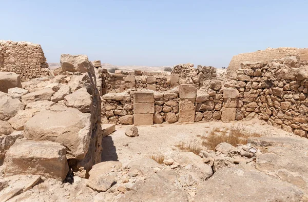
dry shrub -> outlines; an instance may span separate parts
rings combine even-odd
[[[202,145],[214,150],[221,143],[227,143],[235,147],[238,144],[246,144],[249,137],[261,136],[256,132],[252,132],[245,127],[238,125],[230,128],[215,128],[207,136],[201,138],[204,139],[202,142]]]
[[[116,70],[118,70],[118,69],[119,69],[119,68],[118,68],[117,67],[114,67],[113,68],[110,68],[108,71],[110,73],[114,73],[114,72],[116,72]]]
[[[165,156],[160,152],[156,154],[152,154],[150,156],[150,158],[158,163],[159,164],[162,164],[165,160]]]
[[[186,143],[181,142],[178,145],[176,145],[176,146],[180,148],[181,150],[185,152],[192,152],[197,155],[199,155],[202,149],[200,143],[196,141],[196,140],[194,141],[191,140]]]

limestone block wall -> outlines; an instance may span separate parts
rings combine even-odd
[[[239,69],[240,64],[245,62],[266,62],[271,59],[280,59],[295,56],[300,62],[300,66],[308,65],[308,49],[296,48],[267,48],[252,53],[235,55],[229,64],[227,72],[234,72]]]
[[[12,72],[22,79],[49,75],[41,45],[30,42],[0,41],[0,71]]]
[[[193,67],[190,64],[176,65],[171,75],[166,72],[121,70],[116,70],[113,74],[104,69],[102,78],[106,93],[119,93],[129,89],[167,91],[183,84],[201,86],[204,80],[216,77],[216,68],[213,67],[199,65],[197,69]]]

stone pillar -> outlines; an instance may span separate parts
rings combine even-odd
[[[179,122],[194,122],[196,108],[195,101],[197,96],[197,88],[194,85],[182,84],[179,88],[180,104]]]
[[[135,92],[133,94],[134,125],[153,125],[154,112],[154,93],[148,92]]]
[[[235,89],[226,88],[223,90],[223,108],[221,118],[222,121],[235,120],[239,94],[239,91]]]

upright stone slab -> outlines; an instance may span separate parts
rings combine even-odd
[[[227,108],[224,107],[221,113],[221,120],[223,122],[232,122],[235,120],[236,108]]]
[[[153,103],[154,93],[150,92],[135,92],[133,93],[134,103]]]
[[[186,99],[180,102],[179,122],[194,122],[196,109],[191,102]]]
[[[194,85],[181,84],[179,89],[180,98],[188,99],[194,103],[197,96],[197,88]]]
[[[153,116],[153,114],[134,114],[133,125],[135,126],[152,125]]]
[[[133,94],[133,124],[135,126],[153,125],[154,93],[136,92]]]

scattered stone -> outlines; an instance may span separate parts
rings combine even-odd
[[[137,137],[138,134],[138,128],[136,126],[128,126],[125,130],[125,135],[128,137]]]

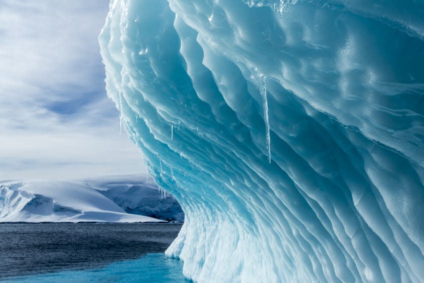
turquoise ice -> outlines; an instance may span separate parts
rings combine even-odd
[[[422,1],[114,0],[99,39],[187,277],[424,281]]]

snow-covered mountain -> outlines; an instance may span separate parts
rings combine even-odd
[[[176,202],[173,199],[163,199],[154,183],[143,185],[139,181],[133,184],[122,178],[118,181],[109,178],[85,182],[1,181],[0,222],[163,221],[140,215],[144,212],[165,220],[184,219],[181,208],[178,203],[174,204]],[[166,211],[163,212],[164,209]],[[177,212],[176,217],[173,216],[174,211]]]
[[[151,178],[121,176],[92,179],[85,182],[128,213],[168,221],[184,221],[184,213],[178,202]]]

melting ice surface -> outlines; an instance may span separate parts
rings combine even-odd
[[[422,1],[115,0],[99,39],[186,276],[424,281]]]

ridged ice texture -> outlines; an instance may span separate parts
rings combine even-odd
[[[422,1],[116,0],[100,41],[186,276],[424,282]]]

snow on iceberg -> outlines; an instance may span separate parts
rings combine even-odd
[[[129,214],[97,191],[64,181],[0,182],[0,222],[159,222]]]
[[[196,281],[424,281],[424,4],[113,0],[106,89]]]

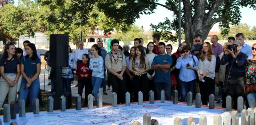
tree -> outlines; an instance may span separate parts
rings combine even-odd
[[[0,8],[1,40],[12,42],[18,40],[22,35],[34,35],[38,11],[34,4],[31,3],[30,6],[17,7],[8,4]]]
[[[256,27],[255,26],[253,27],[251,30],[251,27],[246,23],[240,23],[238,25],[231,26],[228,34],[227,35],[222,36],[226,36],[226,38],[229,36],[235,37],[236,35],[241,32],[244,34],[245,38],[249,40],[255,37],[254,33],[256,33],[255,32],[256,30]]]
[[[108,17],[127,24],[133,24],[136,19],[139,18],[140,14],[154,12],[157,5],[164,7],[173,12],[173,20],[171,22],[166,18],[164,22],[157,26],[152,25],[152,28],[155,31],[159,31],[156,27],[162,30],[163,36],[169,39],[167,40],[173,40],[177,39],[176,35],[170,33],[169,31],[178,31],[178,1],[167,0],[164,4],[157,3],[158,1],[130,0],[118,2],[114,0],[99,0],[98,6]],[[255,0],[182,0],[182,31],[185,34],[185,40],[190,42],[197,34],[202,34],[203,40],[206,39],[212,27],[218,22],[222,28],[222,34],[227,34],[230,25],[237,24],[240,22],[241,7],[256,9]]]
[[[127,44],[128,41],[133,41],[135,38],[142,38],[144,41],[146,40],[146,35],[143,34],[142,29],[139,27],[133,25],[128,28],[128,31],[125,32],[117,31],[113,38],[123,42],[124,44]]]

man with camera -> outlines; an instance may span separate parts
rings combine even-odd
[[[226,65],[225,82],[223,86],[225,95],[232,98],[232,107],[237,109],[237,98],[244,95],[245,67],[247,55],[240,51],[242,43],[240,40],[234,41],[233,44],[227,46],[221,64]],[[223,96],[223,99],[226,98]],[[225,102],[223,100],[223,102]]]

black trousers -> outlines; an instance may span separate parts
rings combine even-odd
[[[78,82],[78,94],[82,97],[83,90],[84,87],[84,95],[85,99],[84,105],[87,106],[88,104],[87,97],[89,94],[93,94],[93,85],[91,84],[91,79],[79,80]]]
[[[108,85],[108,87],[109,88],[110,87],[110,86],[111,85],[111,78],[110,77],[111,75],[110,75],[111,73],[108,72],[108,81],[107,81],[107,84]]]
[[[237,79],[238,78],[237,78]],[[235,80],[235,81],[236,80]],[[241,79],[240,80],[236,81],[235,83],[234,84],[225,86],[224,91],[224,93],[225,93],[225,96],[222,97],[222,102],[225,102],[226,103],[226,97],[227,95],[230,95],[232,98],[232,109],[237,109],[237,98],[240,96],[243,97],[244,95],[244,80],[243,79]],[[243,97],[245,99],[244,97]],[[225,100],[223,99],[224,98],[225,98]]]
[[[126,77],[126,92],[128,92],[130,93],[131,102],[133,102],[133,88],[134,88],[133,80],[131,79],[129,75],[126,73],[125,74]]]
[[[148,101],[148,83],[147,74],[142,75],[141,76],[134,76],[133,78],[133,102],[138,101],[138,93],[141,91],[143,93],[143,101]],[[155,92],[154,92],[155,93]]]
[[[125,93],[126,92],[126,85],[125,83],[125,75],[124,73],[123,75],[123,80],[120,79],[117,76],[109,73],[111,78],[110,82],[112,83],[113,92],[115,92],[117,95],[117,104],[125,103]]]
[[[215,84],[214,79],[208,77],[205,77],[204,79],[205,81],[204,82],[199,82],[199,86],[200,94],[202,97],[202,104],[207,105],[209,101],[209,95],[212,94],[215,94]]]

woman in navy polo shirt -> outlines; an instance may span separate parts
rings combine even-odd
[[[15,46],[7,43],[5,47],[3,58],[0,60],[0,109],[8,94],[8,102],[15,101],[18,81],[20,75],[19,59],[15,55]]]
[[[40,72],[40,59],[37,57],[35,44],[29,43],[25,47],[26,56],[21,59],[21,71],[22,80],[19,91],[19,99],[26,101],[30,94],[30,111],[33,110],[33,101],[37,98],[40,90],[39,74]]]

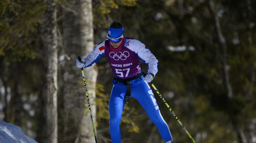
━━━
WHAT IS REQUIRED:
Can you reproduce the entire listing above verbatim, leaving out the pictures?

THE SOLUTION:
dry shrub -> outlines; an instance may span separate parts
rings combine even-odd
[[[202,145],[214,150],[221,143],[227,143],[235,147],[238,144],[246,144],[249,137],[261,136],[256,132],[252,132],[245,127],[238,125],[230,128],[215,128],[207,136],[201,138],[204,139],[202,142]]]
[[[116,70],[118,70],[118,69],[119,69],[119,68],[118,68],[117,67],[114,67],[113,68],[110,68],[108,71],[110,73],[114,73],[114,72],[116,72]]]
[[[165,156],[160,152],[156,154],[152,154],[150,156],[150,158],[158,163],[159,164],[162,164],[165,160]]]
[[[186,143],[181,142],[178,145],[176,145],[176,146],[180,148],[181,150],[185,152],[192,152],[197,155],[199,155],[202,149],[200,143],[196,141],[196,140],[194,141],[191,140]]]

limestone block wall -> outlines; an instance may span separate parts
rings combine even-odd
[[[239,69],[240,64],[245,62],[266,62],[271,59],[280,59],[295,56],[300,62],[300,66],[308,65],[308,49],[296,48],[267,48],[252,53],[235,55],[229,64],[227,72],[234,72]]]
[[[12,72],[22,79],[49,75],[41,45],[30,42],[0,41],[0,71]]]
[[[193,67],[190,64],[176,65],[171,75],[166,72],[121,70],[116,70],[113,74],[104,69],[102,78],[106,93],[119,93],[129,89],[167,91],[183,84],[201,86],[204,80],[216,77],[216,68],[213,67],[199,65],[197,69]]]

stone pillar -> outlines; an instance may span separate parts
rings combine even-odd
[[[179,122],[194,122],[196,108],[195,101],[197,96],[197,88],[194,85],[182,84],[179,88],[180,104]]]
[[[135,92],[133,94],[134,125],[153,125],[154,112],[154,93],[148,92]]]
[[[235,89],[226,88],[223,90],[223,108],[221,118],[222,121],[235,120],[239,94],[239,91]]]

upright stone slab -> outlines; an instance may span separate parts
rings combine even-odd
[[[227,108],[224,107],[221,113],[221,120],[223,122],[232,122],[235,120],[236,108]]]
[[[153,103],[154,93],[150,92],[135,92],[133,93],[134,103]]]
[[[186,99],[180,102],[179,122],[194,122],[196,109],[191,102]]]
[[[194,85],[181,84],[179,89],[180,98],[188,99],[194,103],[197,96],[197,88]]]
[[[153,116],[153,114],[134,114],[133,125],[135,126],[152,125]]]
[[[133,94],[133,124],[135,126],[153,125],[154,93],[136,92]]]

scattered stone -> outlines; an instance may span separate parts
rings combine even-odd
[[[137,137],[138,134],[138,128],[136,126],[128,126],[125,130],[125,135],[128,137]]]

turquoise ice -> outlines; an instance may span separate parts
rings combine even-odd
[[[422,1],[114,0],[99,39],[187,277],[424,281]]]

snow-covered mountain -> outlines; an instance may span separate parts
rings combine even-odd
[[[176,202],[173,199],[163,199],[154,183],[143,185],[139,181],[133,184],[122,178],[118,181],[109,178],[85,182],[1,181],[0,222],[163,221],[140,215],[144,212],[165,220],[184,219],[181,208],[178,203],[174,204]],[[166,211],[163,212],[164,209]],[[177,212],[176,217],[173,216],[174,211]]]
[[[151,178],[121,176],[92,179],[85,182],[128,213],[168,221],[184,221],[184,213],[178,202]]]

melting ice surface -> outlines; an instance may span separate parts
rings combine even-odd
[[[422,1],[115,0],[99,39],[186,276],[424,281]]]

ridged ice texture -> outlines; an instance may span separate parts
rings combine even-odd
[[[422,1],[116,0],[100,41],[186,276],[424,282]]]

snow on iceberg -> outlines; an instance may span separate parts
rings combine even-odd
[[[129,214],[97,191],[64,181],[0,182],[0,222],[159,222]]]
[[[196,281],[424,281],[424,4],[113,0],[106,89]]]

tree -> outlines; an instance may span separate parts
rings combine even-odd
[[[0,8],[1,40],[12,42],[18,40],[22,35],[34,35],[38,11],[34,4],[31,3],[30,6],[17,7],[8,4]]]
[[[256,27],[255,26],[253,27],[251,30],[251,27],[246,23],[240,23],[238,25],[231,26],[228,34],[227,35],[222,36],[226,36],[226,38],[229,36],[235,37],[236,35],[241,32],[244,34],[245,38],[249,40],[255,37],[254,33],[256,33],[255,32],[256,30]]]
[[[108,17],[127,24],[133,24],[136,19],[139,18],[140,14],[154,12],[157,5],[164,7],[173,12],[173,20],[171,22],[166,18],[164,22],[157,26],[152,25],[152,28],[155,31],[159,31],[156,27],[162,30],[163,36],[169,39],[167,40],[173,40],[177,39],[176,35],[170,33],[169,31],[178,31],[178,1],[167,0],[164,4],[157,3],[158,1],[130,0],[118,2],[114,0],[99,0],[98,6]],[[255,0],[182,0],[182,31],[185,34],[185,40],[190,42],[197,34],[202,34],[203,40],[206,39],[212,27],[218,22],[222,28],[222,34],[227,34],[230,25],[237,24],[240,22],[241,7],[256,9]]]
[[[127,44],[128,41],[133,41],[135,38],[142,38],[144,41],[146,40],[146,35],[143,34],[142,29],[139,27],[133,25],[128,28],[128,31],[125,32],[117,31],[113,38],[123,42],[124,44]]]

man with camera -> outlines; an instance may span separate parts
rings combine even-odd
[[[226,65],[225,82],[223,86],[225,95],[232,98],[232,107],[237,109],[237,98],[244,95],[245,67],[247,55],[240,51],[242,43],[240,40],[234,41],[233,44],[227,46],[221,64]],[[223,96],[223,99],[226,98]],[[225,102],[223,100],[223,102]]]

black trousers -> outlines; an instance may span separate parts
rings combine even-odd
[[[78,82],[78,94],[82,97],[83,90],[84,87],[84,95],[85,99],[84,105],[87,106],[88,104],[87,97],[89,94],[93,94],[93,85],[91,84],[91,79],[79,80]]]
[[[108,85],[108,87],[109,88],[110,87],[110,86],[111,85],[111,78],[110,77],[111,75],[110,75],[111,73],[108,72],[108,81],[107,81],[107,84]]]
[[[237,79],[238,78],[237,78]],[[235,80],[235,81],[236,80]],[[241,79],[240,80],[236,81],[235,83],[234,84],[225,86],[224,91],[224,93],[225,93],[225,96],[222,97],[222,102],[225,102],[226,103],[226,97],[227,95],[230,95],[232,98],[232,109],[237,109],[237,98],[240,96],[243,97],[244,95],[244,80],[243,79]],[[243,97],[245,99],[244,97]],[[225,100],[223,99],[224,98],[225,98]]]
[[[126,77],[126,92],[128,92],[130,93],[131,102],[133,102],[133,88],[134,88],[133,80],[131,79],[129,75],[126,73],[125,74]]]
[[[148,101],[148,83],[147,74],[142,75],[141,76],[134,76],[133,78],[133,102],[138,101],[138,93],[141,91],[143,93],[143,101]],[[155,92],[154,92],[155,93]]]
[[[125,93],[126,92],[126,85],[125,83],[125,75],[124,73],[123,75],[123,80],[120,79],[117,76],[109,73],[111,78],[110,82],[112,83],[113,92],[115,92],[117,95],[117,104],[125,103]]]
[[[215,84],[214,79],[208,77],[205,77],[204,79],[205,81],[204,82],[199,82],[199,86],[200,94],[202,97],[202,104],[207,105],[209,101],[209,95],[212,94],[215,94]]]

woman in navy polo shirt -> outlines; an instance may span separate parts
rings combine even-odd
[[[15,46],[7,43],[5,47],[3,58],[0,60],[0,109],[8,94],[8,102],[15,101],[18,81],[20,75],[19,59],[15,55]]]
[[[40,72],[40,59],[37,57],[35,44],[29,43],[25,47],[26,56],[21,59],[21,71],[22,80],[19,91],[19,99],[26,101],[30,94],[30,111],[33,110],[33,101],[37,98],[40,90],[39,74]]]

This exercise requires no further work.